=== The task ===
When you reach the line with "downspout pipe ->" in the data below, begin printing lines exactly, and stop once the line with "concrete wall ->" has been printed.

=== Given information ===
#####

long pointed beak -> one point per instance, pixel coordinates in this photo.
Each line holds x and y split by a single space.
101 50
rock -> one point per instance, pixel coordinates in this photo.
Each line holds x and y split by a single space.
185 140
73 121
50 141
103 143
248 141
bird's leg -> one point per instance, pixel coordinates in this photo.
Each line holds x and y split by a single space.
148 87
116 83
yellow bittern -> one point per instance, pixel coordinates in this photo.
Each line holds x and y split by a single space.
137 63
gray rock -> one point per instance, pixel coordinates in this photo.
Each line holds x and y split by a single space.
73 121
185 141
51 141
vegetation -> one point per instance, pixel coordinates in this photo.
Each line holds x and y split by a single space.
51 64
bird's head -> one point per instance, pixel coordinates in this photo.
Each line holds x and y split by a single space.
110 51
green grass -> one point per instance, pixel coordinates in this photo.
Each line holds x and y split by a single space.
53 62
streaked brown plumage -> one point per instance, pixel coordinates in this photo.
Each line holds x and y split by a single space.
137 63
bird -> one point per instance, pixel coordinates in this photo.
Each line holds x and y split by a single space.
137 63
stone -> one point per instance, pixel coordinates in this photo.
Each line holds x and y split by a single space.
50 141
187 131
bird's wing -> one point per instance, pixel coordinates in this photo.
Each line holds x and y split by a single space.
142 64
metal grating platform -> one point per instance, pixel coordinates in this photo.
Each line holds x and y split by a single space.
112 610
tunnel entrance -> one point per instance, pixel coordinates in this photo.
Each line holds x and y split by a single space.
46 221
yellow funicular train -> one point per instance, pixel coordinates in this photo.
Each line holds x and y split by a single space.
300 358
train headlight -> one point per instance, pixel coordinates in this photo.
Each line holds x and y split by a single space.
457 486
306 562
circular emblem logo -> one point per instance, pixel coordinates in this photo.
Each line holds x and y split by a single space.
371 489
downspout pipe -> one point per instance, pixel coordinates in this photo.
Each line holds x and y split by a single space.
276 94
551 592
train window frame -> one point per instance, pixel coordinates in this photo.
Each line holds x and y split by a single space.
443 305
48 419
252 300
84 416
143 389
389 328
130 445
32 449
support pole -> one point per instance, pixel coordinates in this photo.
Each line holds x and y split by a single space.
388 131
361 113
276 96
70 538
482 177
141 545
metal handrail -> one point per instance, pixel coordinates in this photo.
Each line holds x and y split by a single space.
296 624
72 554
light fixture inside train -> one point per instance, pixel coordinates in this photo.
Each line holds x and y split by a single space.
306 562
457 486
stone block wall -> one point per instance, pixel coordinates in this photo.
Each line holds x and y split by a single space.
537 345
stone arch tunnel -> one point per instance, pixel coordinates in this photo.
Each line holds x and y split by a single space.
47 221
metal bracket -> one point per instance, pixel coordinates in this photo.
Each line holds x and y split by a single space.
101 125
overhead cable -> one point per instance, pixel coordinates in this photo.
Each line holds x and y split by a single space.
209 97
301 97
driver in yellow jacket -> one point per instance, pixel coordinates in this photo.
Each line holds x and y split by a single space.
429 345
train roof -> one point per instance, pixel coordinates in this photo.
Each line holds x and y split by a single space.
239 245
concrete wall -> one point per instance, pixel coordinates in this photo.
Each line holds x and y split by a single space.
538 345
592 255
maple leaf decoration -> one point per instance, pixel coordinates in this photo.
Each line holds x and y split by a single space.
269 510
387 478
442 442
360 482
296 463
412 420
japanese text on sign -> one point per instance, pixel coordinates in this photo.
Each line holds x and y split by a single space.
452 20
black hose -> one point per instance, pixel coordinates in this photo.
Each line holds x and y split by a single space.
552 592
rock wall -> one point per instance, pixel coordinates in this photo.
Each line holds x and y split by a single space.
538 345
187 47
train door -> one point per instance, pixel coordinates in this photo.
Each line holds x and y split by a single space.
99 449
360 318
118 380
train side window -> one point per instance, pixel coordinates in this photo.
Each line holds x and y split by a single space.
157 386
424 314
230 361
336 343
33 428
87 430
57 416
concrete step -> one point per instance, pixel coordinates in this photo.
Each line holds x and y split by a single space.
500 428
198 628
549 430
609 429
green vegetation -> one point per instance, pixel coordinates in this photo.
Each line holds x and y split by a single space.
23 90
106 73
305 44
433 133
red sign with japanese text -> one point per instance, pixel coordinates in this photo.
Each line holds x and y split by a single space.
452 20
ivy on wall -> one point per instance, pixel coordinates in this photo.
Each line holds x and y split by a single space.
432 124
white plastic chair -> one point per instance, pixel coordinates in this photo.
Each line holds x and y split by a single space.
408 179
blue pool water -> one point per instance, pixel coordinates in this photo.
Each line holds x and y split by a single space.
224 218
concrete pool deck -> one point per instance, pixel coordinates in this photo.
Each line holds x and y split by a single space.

#####

=== Answer for the task ===
downspout pipe -> one point per instance, pixel coordinates in this photo.
Each line holds x and y split by a single space.
276 94
551 592
train window frame -> one point per instance, pixel coordinates in this photo.
Each line holds x and y split by a single space.
443 305
48 419
252 300
84 416
143 389
389 328
130 445
32 449
support pole -> one point per instance, pixel coordinates in this photo.
Each line holds x and y split by a single space.
388 131
361 113
276 96
70 538
482 177
141 545
metal handrail -> one point per instance, pixel coordinates in this photo.
Each line holds x and y split by a single space.
296 624
72 554
light fixture inside train -> one point per instance, pixel coordinates in this photo.
Each line holds x and y split by a single space.
306 562
457 486
stone block wall -> one point per instance, pixel coordinates in this photo.
Each line holds x and y split by a single space.
537 345
stone arch tunnel -> one point per instance, pixel coordinates in this photo.
Each line holds x and y split by a single space.
47 221
metal bracket -> one point per instance, pixel coordinates in this photo.
Each line holds x and y split by a single space.
101 125
overhead cable -> one point per instance, pixel coordinates in this photo.
Each line holds x and y split by a single space.
209 97
301 97
driver in yellow jacket -> one point per instance, pixel coordinates in this photo.
Each line holds x and y split by a single space.
429 345
train roof -> one point per instance, pixel coordinates in this photo.
Each line holds x and y split by a single space.
239 245
concrete wall -> one point per instance, pixel coordinates in this photo.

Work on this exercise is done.